** Opening EXCERPTED RECORDS block **
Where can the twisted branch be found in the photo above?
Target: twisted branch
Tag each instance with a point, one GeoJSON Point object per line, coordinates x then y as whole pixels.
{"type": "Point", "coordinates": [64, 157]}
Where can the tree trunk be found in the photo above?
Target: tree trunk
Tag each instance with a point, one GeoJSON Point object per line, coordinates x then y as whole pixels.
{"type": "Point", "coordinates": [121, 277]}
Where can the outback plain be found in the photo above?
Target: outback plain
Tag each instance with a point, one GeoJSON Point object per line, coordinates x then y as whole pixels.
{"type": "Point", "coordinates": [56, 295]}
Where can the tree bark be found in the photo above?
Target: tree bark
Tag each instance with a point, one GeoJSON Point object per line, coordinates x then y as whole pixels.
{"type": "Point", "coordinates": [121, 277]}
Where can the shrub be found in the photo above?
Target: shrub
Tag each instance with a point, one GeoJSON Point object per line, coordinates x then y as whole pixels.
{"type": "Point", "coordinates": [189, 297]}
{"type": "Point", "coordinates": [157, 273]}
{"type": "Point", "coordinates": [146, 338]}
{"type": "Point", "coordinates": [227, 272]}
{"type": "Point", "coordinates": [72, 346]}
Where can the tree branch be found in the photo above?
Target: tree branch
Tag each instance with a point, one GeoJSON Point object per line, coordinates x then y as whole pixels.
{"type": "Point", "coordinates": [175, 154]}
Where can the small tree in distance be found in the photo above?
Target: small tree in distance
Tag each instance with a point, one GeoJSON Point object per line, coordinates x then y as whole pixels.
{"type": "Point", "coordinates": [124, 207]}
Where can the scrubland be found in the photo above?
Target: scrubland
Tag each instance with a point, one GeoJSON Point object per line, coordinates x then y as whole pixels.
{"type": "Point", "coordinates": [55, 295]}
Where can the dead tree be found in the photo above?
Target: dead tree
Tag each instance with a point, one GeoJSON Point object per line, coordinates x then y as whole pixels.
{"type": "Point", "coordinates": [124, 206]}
** Closing EXCERPTED RECORDS block **
** ASSIGNMENT **
After reading the listing, write out every line of it exactly.

** RESULT FOR THIS TASK **
Where can the twisted branch be found in the photo above?
Target: twisted branch
Tag each instance with a point, one GeoJSON Point object per line, coordinates x then y as whole pixels.
{"type": "Point", "coordinates": [64, 157]}
Where can the tree trunk be found in the photo above?
Target: tree trunk
Tag each instance with a point, one GeoJSON Point object per line, coordinates x then y as whole pixels.
{"type": "Point", "coordinates": [121, 277]}
Where can the outback plain be found in the photo above?
Target: outback plain
Tag each instance with a point, one GeoJSON Point object per line, coordinates x then y as whole pixels.
{"type": "Point", "coordinates": [56, 295]}
Where can the tree bark be found in the photo above?
Target: tree bark
Tag each instance with a point, one GeoJSON Point object per line, coordinates x then y as whole pixels.
{"type": "Point", "coordinates": [121, 277]}
Where can the shrub be found in the photo above?
Target: shrub
Tag each instance with a point, one GeoJSON Point object per line, coordinates x then y as whole pixels.
{"type": "Point", "coordinates": [189, 297]}
{"type": "Point", "coordinates": [157, 273]}
{"type": "Point", "coordinates": [146, 338]}
{"type": "Point", "coordinates": [227, 272]}
{"type": "Point", "coordinates": [72, 346]}
Where can the tree branch be found in the photo above?
Target: tree branch
Tag each instance with a point, one GeoJSON Point object per line, coordinates x then y as whole pixels.
{"type": "Point", "coordinates": [175, 154]}
Where can the small tree in distance be found in the photo above?
Target: small tree in distance
Tag each instance with a point, one GeoJSON Point object per line, coordinates x then y as whole pixels.
{"type": "Point", "coordinates": [124, 207]}
Where can the scrubland be found in the photo above?
Target: scrubland
Tag each instance with a point, one GeoJSON Point object per line, coordinates x then y as whole pixels.
{"type": "Point", "coordinates": [55, 295]}
Where can the dead tree be found in the photo above?
Target: dead tree
Tag each instance with a point, one GeoJSON Point object per line, coordinates x then y as whole pixels.
{"type": "Point", "coordinates": [124, 206]}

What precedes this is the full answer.